__Given task A__.
Answer these questions from the investing article, marking each answer with the same label:
(i) Under the Rule of 72, how many years does it take to double money at an 8% interest rate?
(ii) What annualized return has the S&P 500 Index historically had, and over what years?
(iii) How much could $50 per month added to a savings account earning 1% grow to over 30 years?
__Given task B__. How many lines of the listing contain the string "bicycle", with case counting? Reply with the number only.

__Reading text__.

::::::

Investing 101 // Why You Should Invest

I often hear many women in their 20’s and early 30’s say that they do not have enough money to start investing. I don’t believe it! I believe everyone has enough money to start investing as long as you make it a priority. Unfortunately, most women at this age do not make investing a priority because they don’t really understand how investing can help them in the long run.

Investing in the stock market allows you to potentially grow your money at a higher rate than a savings account. And if you can grow your money faster than a savings account can, you will have a lot more money for your various financial goals over time. But how? The answer is simple. Compounding interest will be working in your favor. The best way to explain how compounding interest works is to understand the Rule of 72. The Rule of 72 is a great financial rule of thumb that basically tells us how many years it will take to double our money given a specific interest rate. For example, if you have $10,000 and want to know how long it will take to double your money at a 2% interest rate, divide 2 into 72 and you get 36 years. If you take the same $10,000 and instead use an 8% interest rate, it will take 9 years to double your money – 72/8=9. I don’t know about you but I prefer 9 years over 36 years! The more time you have to grow your money the less money you need, because compounding interest will be hard at work for you.

But where can you get an 8% average return over time? That’s where investing comes in. There are many types of investments you can choose from including stocks, bonds, real estate, treasury bills, etc. I will explain the different types of investments in the next feature, Investing 101-Part 2, but for now let’s look at investing in stocks. In the United States we have major stock market indices, one of them being the S&P 500 Index, which is a capitalization-weighted index of 500 widely traded stocks. In other words, the S&P 500 Index is a basket of 500 different stocks from the 500 largest companies in the United States. So when you invest in the S&P 500 Index, you are buying into the 500 largest stocks in the U.S. And historically, the S&P 500 Index has had an annualized return of 9.87% (between 1926 and 2010).

If you use the Rule of 72 and invest $50 per month into the S&P 500 Index over the next 30 years, you can potentially grow your money to $96,299! If instead you just add the $50 per month into your savings account earning 1% at most, you can potentially grow your money to $20,870. HUGE difference! Which do you prefer?

::::::

__Records shown__.
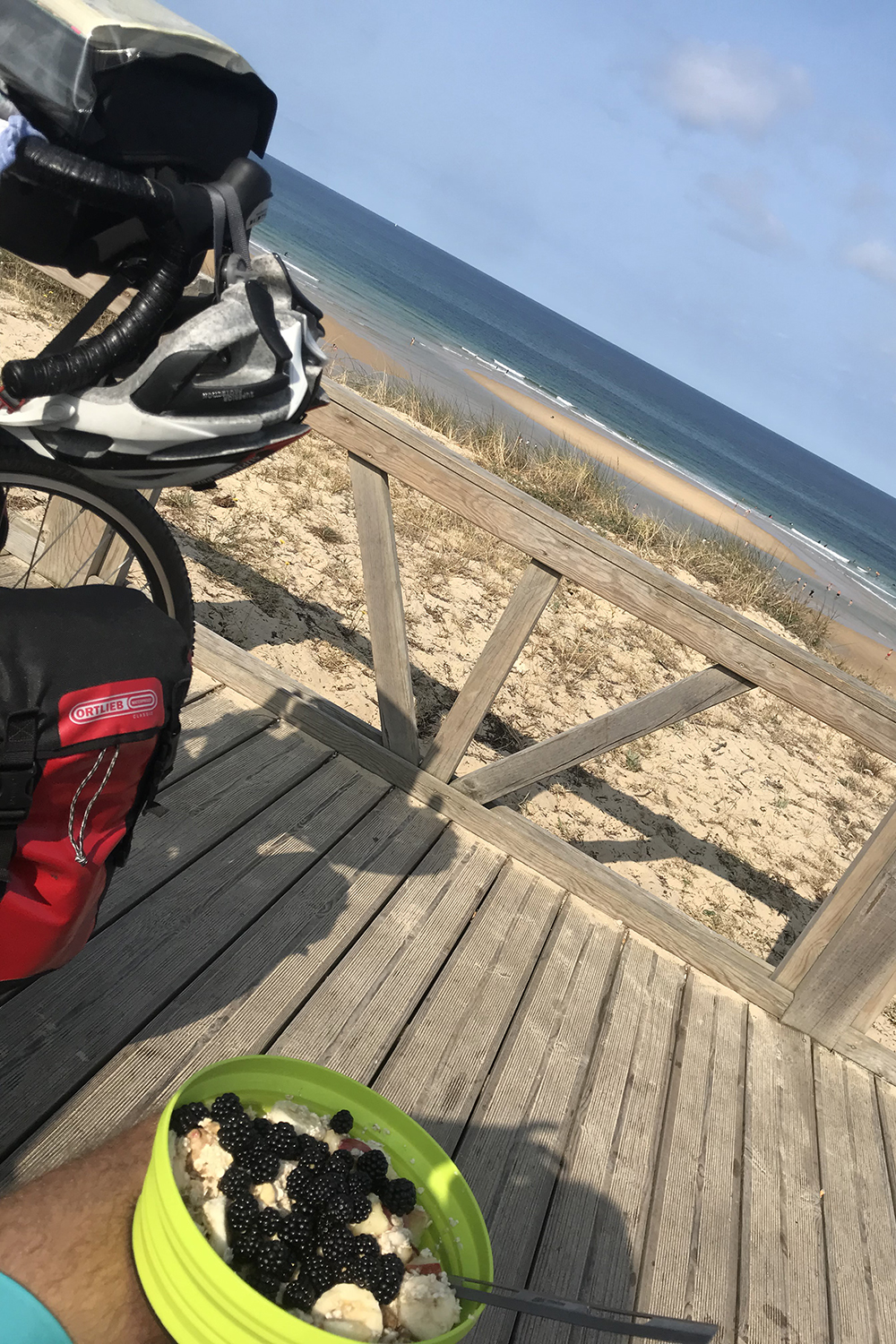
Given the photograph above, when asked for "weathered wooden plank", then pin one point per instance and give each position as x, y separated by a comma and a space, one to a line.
605, 1187
513, 1145
56, 1032
268, 685
206, 806
519, 618
683, 612
354, 1019
642, 911
783, 1290
855, 970
443, 1058
689, 1266
860, 1225
548, 855
239, 1003
887, 1112
858, 876
614, 728
869, 1054
384, 609
212, 725
201, 685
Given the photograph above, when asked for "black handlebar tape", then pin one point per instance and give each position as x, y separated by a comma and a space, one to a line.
121, 341
97, 185
126, 194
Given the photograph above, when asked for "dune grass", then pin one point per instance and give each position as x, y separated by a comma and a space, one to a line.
557, 475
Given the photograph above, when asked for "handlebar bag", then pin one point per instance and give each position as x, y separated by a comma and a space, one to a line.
126, 83
91, 683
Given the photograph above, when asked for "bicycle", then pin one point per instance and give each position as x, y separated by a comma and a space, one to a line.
175, 392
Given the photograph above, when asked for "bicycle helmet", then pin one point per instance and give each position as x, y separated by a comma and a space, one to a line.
177, 390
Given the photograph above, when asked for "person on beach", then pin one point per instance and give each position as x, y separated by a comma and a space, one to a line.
66, 1271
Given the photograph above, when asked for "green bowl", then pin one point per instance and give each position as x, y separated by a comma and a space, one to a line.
199, 1298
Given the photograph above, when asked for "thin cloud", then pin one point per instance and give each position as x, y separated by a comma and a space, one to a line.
747, 217
716, 86
874, 258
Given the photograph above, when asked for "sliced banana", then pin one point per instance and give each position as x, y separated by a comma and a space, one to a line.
376, 1220
426, 1306
217, 1226
351, 1312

::::::

__Finished answer A__.
(i) 9 years
(ii) 9.87%, between 1926 and 2010
(iii) $20,870

__Finished answer B__. 2